Text excerpt:
— start —
It will be for 29 years now, that the flowers have appeared on Middlebelt Road, just a mile or so from Detroit Metro Airport.

They are placed there in memory of the lives lost on the awful Sunday evening in 1987—August 16–when Northwest Airlines Flight 255 bound for Phoenix went down at that spot, killing 154 of the 155 people on board. Two people on the ground also died.

Dozens of horrified eye witnesses saw the crash. I was one of them. In a journalism career of 59 years now, I’ve seen incidents that spawned every emotion. This was by far the most terrifying and horrific.
Along with two fellow motorsports reporters, my friends Steve Waid and Gary McCredie, I had driven in from the Champion 400 at Michigan International Speedway near Brooklyn, where Bill Elliott had won the Champion 400..
Just after we checked into a motel near the airport to await an early morning flight to Charlotte the next day, the world exploded 200 yards away.

Agonizing questions raced through the mind: What airline was it? Where was the plane headed? Did I have friends aboard it?
— end —
Information given:
— start —
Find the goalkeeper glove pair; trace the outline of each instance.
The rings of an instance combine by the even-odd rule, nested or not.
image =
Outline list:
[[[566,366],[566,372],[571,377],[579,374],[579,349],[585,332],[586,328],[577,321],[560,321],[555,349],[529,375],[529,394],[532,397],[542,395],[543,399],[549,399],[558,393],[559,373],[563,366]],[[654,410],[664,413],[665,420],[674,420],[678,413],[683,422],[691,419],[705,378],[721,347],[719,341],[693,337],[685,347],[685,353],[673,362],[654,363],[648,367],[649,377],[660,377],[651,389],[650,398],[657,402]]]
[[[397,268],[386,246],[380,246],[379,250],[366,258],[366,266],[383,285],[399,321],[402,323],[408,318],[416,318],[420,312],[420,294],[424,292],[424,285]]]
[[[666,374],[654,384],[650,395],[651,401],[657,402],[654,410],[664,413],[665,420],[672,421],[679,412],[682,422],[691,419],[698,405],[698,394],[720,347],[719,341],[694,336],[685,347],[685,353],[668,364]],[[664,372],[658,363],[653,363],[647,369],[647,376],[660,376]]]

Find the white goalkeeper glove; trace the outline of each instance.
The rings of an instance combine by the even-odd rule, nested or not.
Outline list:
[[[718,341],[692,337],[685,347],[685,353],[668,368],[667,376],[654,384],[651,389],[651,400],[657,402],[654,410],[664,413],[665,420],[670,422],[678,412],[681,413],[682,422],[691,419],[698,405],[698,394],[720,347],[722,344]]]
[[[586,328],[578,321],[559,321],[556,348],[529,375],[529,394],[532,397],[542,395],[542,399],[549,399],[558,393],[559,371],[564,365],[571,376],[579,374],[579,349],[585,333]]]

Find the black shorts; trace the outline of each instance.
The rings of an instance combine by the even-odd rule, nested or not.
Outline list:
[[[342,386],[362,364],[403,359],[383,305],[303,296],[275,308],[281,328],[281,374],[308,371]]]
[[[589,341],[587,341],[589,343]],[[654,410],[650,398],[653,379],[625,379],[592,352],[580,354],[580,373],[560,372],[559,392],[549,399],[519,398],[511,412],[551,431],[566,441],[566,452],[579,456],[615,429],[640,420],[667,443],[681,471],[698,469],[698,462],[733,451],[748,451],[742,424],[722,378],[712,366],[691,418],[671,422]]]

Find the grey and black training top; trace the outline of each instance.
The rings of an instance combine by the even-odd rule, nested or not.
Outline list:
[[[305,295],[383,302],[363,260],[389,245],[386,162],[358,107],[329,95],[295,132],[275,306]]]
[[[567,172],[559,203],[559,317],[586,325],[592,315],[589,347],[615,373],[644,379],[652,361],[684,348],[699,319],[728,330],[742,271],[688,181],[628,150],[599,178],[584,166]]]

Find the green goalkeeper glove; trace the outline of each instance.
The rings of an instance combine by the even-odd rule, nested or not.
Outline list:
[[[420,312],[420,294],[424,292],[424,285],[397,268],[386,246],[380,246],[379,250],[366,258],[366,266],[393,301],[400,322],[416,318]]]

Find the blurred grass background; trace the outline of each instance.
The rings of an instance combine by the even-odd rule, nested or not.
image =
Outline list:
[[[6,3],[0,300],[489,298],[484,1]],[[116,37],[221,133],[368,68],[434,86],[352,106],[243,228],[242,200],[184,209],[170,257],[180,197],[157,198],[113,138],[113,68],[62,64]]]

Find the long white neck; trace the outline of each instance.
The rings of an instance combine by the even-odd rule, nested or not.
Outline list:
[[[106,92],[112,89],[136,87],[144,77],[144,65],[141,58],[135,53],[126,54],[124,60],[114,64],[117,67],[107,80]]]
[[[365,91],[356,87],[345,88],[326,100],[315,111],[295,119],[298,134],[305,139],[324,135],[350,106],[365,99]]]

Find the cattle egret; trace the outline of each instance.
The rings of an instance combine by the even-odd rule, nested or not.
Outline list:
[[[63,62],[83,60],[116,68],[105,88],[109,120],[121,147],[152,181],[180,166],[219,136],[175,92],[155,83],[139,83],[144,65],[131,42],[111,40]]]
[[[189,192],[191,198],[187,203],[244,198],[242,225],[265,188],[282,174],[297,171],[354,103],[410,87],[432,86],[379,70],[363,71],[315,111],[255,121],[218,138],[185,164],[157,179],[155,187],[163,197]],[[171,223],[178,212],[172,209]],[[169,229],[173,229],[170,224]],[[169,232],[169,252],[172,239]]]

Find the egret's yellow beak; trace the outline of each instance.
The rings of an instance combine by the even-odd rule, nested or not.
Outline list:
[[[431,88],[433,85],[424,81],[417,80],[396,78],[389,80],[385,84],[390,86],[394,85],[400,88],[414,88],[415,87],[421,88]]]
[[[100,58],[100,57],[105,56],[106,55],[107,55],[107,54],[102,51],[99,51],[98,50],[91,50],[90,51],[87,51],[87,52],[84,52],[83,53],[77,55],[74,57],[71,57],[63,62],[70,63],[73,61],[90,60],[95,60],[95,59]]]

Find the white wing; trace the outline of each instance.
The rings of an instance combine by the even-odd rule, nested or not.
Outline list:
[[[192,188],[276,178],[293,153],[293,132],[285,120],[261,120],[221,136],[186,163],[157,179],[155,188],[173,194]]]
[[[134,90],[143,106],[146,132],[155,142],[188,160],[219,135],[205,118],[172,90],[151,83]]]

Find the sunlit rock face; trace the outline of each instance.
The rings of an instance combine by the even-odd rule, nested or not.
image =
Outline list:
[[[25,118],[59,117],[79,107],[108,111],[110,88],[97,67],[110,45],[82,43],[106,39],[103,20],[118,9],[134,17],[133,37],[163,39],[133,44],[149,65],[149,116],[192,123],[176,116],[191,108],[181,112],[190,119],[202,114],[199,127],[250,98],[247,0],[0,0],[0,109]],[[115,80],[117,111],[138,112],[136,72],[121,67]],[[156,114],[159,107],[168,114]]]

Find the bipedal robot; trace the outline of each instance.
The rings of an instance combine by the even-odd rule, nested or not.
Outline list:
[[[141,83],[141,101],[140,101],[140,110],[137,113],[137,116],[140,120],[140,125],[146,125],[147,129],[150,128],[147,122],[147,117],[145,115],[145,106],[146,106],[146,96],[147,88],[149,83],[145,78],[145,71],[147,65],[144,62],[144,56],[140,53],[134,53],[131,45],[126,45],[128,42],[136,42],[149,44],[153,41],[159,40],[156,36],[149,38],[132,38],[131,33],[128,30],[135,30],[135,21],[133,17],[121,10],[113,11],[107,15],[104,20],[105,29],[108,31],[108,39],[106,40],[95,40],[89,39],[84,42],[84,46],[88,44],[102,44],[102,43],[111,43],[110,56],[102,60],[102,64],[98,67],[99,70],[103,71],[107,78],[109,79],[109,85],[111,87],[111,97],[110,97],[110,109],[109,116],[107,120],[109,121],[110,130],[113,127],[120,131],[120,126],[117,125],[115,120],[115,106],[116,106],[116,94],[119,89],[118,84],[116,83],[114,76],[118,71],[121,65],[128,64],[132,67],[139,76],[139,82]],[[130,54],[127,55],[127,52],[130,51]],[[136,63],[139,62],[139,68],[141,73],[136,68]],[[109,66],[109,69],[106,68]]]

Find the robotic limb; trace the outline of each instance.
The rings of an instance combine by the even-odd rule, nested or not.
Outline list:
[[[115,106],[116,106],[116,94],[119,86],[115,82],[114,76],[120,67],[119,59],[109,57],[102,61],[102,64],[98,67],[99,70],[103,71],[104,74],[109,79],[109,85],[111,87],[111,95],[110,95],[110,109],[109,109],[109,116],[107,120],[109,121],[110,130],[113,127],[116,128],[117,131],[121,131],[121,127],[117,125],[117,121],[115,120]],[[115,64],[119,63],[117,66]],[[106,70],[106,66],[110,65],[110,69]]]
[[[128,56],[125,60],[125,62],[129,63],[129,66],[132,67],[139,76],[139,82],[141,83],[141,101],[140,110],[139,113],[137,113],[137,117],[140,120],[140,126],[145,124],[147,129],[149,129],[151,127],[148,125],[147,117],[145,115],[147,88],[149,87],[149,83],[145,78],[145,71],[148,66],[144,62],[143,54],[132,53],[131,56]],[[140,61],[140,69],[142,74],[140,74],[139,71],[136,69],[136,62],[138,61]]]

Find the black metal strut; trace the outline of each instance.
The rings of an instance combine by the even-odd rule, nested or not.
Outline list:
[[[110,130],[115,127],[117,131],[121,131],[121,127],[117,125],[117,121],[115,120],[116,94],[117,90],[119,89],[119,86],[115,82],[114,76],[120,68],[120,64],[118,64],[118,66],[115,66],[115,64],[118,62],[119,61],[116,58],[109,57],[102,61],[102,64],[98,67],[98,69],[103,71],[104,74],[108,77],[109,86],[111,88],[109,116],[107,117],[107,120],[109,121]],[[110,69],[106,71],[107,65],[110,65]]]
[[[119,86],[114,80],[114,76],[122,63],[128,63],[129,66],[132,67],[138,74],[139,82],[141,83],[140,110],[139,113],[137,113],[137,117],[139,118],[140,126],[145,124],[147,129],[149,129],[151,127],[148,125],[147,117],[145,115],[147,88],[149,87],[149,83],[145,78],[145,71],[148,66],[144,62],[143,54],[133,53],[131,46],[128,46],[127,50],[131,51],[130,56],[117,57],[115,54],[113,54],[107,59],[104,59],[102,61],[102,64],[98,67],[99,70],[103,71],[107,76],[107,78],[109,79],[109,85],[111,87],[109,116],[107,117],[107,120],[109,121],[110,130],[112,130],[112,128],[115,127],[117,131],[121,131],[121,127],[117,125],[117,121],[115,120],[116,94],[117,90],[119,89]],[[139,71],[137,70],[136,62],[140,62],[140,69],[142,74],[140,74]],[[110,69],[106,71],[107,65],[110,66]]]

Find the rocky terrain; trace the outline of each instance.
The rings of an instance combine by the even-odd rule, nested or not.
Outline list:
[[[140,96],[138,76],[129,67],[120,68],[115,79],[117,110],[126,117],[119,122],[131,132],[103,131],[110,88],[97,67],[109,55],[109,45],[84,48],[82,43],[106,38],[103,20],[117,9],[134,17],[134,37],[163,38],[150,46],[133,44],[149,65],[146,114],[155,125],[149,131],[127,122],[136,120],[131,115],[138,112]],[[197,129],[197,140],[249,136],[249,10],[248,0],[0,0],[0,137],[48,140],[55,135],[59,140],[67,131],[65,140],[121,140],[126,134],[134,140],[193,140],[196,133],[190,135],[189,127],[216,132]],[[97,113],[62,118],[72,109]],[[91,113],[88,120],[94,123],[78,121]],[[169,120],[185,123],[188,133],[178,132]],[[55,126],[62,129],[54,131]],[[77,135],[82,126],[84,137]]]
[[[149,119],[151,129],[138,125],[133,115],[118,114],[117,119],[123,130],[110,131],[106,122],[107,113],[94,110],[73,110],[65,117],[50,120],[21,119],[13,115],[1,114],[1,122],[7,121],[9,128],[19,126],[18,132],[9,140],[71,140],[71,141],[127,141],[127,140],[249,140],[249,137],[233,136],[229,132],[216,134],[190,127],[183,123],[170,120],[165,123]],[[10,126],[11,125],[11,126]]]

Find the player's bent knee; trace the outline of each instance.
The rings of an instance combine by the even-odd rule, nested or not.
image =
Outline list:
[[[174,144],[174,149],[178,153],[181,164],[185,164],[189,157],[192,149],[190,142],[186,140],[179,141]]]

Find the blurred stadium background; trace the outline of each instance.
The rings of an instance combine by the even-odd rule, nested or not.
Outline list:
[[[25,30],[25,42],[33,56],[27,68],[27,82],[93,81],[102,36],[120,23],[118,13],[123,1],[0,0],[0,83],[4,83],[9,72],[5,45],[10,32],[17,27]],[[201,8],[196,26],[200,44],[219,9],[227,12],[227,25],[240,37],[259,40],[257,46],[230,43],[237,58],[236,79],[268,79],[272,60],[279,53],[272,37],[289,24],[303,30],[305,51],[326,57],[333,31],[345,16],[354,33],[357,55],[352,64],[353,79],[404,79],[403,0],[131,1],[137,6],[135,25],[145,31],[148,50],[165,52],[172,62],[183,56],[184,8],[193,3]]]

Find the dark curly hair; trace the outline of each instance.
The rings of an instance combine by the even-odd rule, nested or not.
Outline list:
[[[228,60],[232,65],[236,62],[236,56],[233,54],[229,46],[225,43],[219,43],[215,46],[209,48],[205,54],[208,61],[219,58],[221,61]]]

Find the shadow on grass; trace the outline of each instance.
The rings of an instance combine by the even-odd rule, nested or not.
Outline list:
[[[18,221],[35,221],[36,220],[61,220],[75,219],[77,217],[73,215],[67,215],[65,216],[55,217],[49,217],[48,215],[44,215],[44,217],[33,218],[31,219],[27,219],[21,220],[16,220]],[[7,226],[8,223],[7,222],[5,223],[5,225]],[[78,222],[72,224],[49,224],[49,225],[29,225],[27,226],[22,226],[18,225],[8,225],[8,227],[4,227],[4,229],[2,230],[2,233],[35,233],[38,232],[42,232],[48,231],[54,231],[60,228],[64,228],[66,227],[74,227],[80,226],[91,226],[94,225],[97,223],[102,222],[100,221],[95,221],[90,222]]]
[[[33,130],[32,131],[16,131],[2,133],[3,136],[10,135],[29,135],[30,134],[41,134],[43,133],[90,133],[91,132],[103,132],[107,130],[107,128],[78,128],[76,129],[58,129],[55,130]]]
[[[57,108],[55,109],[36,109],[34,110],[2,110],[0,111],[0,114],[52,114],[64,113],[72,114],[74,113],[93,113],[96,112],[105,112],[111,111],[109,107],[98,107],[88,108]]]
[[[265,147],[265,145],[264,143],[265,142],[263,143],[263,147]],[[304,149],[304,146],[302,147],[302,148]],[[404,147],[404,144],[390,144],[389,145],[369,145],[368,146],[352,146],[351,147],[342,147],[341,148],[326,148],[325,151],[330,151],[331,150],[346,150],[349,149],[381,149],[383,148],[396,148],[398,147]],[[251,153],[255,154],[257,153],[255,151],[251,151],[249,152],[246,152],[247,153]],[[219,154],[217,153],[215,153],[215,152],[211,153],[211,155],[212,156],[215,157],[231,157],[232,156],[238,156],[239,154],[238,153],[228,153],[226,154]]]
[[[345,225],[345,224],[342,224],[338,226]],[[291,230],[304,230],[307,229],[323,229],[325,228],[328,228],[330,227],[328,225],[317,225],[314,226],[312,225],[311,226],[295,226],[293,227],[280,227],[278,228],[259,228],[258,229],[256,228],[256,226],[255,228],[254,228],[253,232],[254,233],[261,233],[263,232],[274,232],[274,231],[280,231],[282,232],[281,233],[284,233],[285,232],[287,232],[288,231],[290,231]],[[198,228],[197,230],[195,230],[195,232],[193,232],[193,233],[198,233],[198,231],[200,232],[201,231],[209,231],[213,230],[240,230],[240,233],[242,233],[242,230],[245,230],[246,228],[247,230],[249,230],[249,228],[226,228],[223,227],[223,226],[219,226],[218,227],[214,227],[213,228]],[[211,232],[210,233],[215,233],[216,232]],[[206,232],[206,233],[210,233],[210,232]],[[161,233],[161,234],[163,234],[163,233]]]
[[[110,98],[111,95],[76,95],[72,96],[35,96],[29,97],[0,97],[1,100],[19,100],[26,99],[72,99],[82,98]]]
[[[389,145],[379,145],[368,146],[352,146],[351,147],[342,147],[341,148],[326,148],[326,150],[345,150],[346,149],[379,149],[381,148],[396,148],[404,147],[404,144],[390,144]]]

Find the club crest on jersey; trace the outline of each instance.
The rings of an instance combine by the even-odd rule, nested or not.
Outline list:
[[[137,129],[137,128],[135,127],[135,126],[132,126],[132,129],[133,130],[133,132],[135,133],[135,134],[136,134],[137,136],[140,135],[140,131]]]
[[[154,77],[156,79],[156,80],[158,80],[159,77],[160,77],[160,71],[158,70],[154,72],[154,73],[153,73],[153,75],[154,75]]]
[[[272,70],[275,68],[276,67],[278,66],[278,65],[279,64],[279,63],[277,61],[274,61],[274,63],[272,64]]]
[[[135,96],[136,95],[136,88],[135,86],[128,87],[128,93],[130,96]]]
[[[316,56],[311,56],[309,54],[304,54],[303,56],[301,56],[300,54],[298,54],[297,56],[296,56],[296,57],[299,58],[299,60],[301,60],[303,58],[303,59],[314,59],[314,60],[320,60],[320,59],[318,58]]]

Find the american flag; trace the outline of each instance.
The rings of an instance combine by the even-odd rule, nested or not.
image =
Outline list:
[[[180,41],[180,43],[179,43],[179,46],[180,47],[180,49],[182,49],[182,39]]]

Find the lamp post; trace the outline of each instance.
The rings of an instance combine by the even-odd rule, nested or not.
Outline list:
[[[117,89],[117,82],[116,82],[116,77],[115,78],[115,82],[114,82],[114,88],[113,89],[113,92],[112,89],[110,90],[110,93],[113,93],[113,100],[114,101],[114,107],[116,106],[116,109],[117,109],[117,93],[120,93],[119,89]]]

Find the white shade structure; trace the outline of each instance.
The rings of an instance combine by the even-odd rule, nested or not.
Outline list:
— end —
Required actions:
a: In the crash account, shorten the paragraph that begins "They are placed there in memory" while keeping its main facts.
b: Copy the crash account from "Along with two" to "200 yards away.", putting "hotel" in place of "motel".
c: According to the crash account, how many of the people on board Flight 255 were killed?

Correct answers:
a: The flowers honor those who died on Sunday evening, August 16, 1987, when Northwest Airlines Flight 255, headed for Phoenix, crashed at that spot. The crash killed 154 of the 155 people on board and two people on the ground.

b:
Along with two fellow motorsports reporters, my friends Steve Waid and Gary McCredie, I had driven in from the Champion 400 at Michigan International Speedway near Brooklyn, where Bill Elliott had won the Champion 400..
Just after we checked into a hotel near the airport to await an early morning flight to Charlotte the next day, the world exploded 200 yards away.

c: 154 of the 155 people on board were killed.